→ Texto do exercício:
Penrose primeiro discutiu a possibilidade de uma profunda, embora vaga, conexão entre a mente e a física em seu surpreendente best-seller de 1989, ‘The Emperor New Mind’ (A Nova Mente do Imperador). Naquele livro ele sugeriu que a mente seria criada por algum fenômeno mecânico-quântico misterioso que ocorreria dentro das células do cérebro. Desafortunadamente, as células do cérebro parecem ser um local pouco provável para as peripécias quânticas. O estranho comportamento quântico, já bastante bem conhecido, parece ocorrer exclusivamente em partículas subatômicas isoladas, e facilmente se mascara em massas extensas e apinhadas de átomos, tais como existem na matéria em geral. Naquela época, Penrose foi incapaz de fornecer qualquer sugestão ou pista sobre como tal conflito poderia ser resolvido. Mas durante o ano passado (1993) ele descobriu uma maneira. Penrose pode agora apontar para um componente específico das células cerebrais que parece constituir um canal ideal para os fenômenos da mecânica quântica. Esse componente, conhecido como microtúbulo, é o indicado por Penrose para ser a raiz física da consciência.

Surpreendentemente, a inspiração de Penrose sobre os microtúbulos não foi desencadeada por um artigo publicado num dos jornais de ponta da neurociência, mas através de um encontro fortuito com um livre-pensador de Tucson, Arizona, um anestesista chamado Stuart Hameroff. Embora o folclórico e obscuro Hameroff e o reservado mas reconhecido Penrose formem uma dupla pouco provável, a parceria produziu aquilo que poderá ser a teoria mais explícita da base física da consciência até hoje apresentada, uma teoria que, se comprovada, poderia causar um terremoto em campos tão diversos quanto a física, biologia, ciências da computação e filosofia.

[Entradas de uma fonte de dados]
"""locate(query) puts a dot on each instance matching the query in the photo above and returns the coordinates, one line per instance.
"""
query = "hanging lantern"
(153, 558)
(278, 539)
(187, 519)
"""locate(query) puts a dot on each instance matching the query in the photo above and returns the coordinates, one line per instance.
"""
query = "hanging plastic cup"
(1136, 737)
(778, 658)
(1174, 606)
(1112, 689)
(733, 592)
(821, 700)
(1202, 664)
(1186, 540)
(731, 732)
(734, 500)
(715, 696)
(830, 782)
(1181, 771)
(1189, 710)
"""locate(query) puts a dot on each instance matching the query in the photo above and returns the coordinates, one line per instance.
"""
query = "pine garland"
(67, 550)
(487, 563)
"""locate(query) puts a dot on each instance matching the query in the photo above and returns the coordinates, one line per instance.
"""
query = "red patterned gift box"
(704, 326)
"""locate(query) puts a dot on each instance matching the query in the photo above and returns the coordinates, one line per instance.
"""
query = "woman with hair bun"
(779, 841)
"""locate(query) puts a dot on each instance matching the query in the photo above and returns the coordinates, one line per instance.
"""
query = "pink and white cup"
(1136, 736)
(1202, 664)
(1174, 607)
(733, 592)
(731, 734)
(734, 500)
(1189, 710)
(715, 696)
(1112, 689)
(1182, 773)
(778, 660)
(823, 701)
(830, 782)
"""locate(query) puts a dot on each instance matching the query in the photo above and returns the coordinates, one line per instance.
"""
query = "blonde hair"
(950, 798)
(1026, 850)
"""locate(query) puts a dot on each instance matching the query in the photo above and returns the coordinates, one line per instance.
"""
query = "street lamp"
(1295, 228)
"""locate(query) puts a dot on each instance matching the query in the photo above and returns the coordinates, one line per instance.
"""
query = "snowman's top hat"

→ Atividade 1: Liste todos os campos do conhecimento que, segundo o texto sobre Penrose e a consciência, poderiam ser abalados pela teoria se ela fosse comprovada.
→ Atividade 2: Dê prosseguimento ao texto sobre Penrose e a consciência, começando logo depois da última frase apresentada.

→ Resposta escrita 1: Física, biologia, ciências da computação e filosofia.

→ Resposta escrita 2:
Penrose se auto-descreve como um ‘bisbilhoteiro’. Diz que é uma característica que adquiriu de seu pai, um médico que ativamente tinha interesses em psicologia, filosofia e enigmas matemáticos. Incapaz ou não, desejando manter sua mente focalizada naquilo que as outras pessoas poderiam considerar como material mais do que suficiente para perseguir numa única carreira, Penrose continuou a colecionar novas especializações durante as últimas décadas. Depois de receber o seu Ph. D. em Matemática da Universidade de Cambridge em 1957, ele rapidamente passou pelas ciências da computação, moveu-se para a física e focalizou seu interesse na mecânica quântica, depois na relatividade geral durante algumas incursões em Princeton e Syracusa, antes de fechar contrato em Oxford.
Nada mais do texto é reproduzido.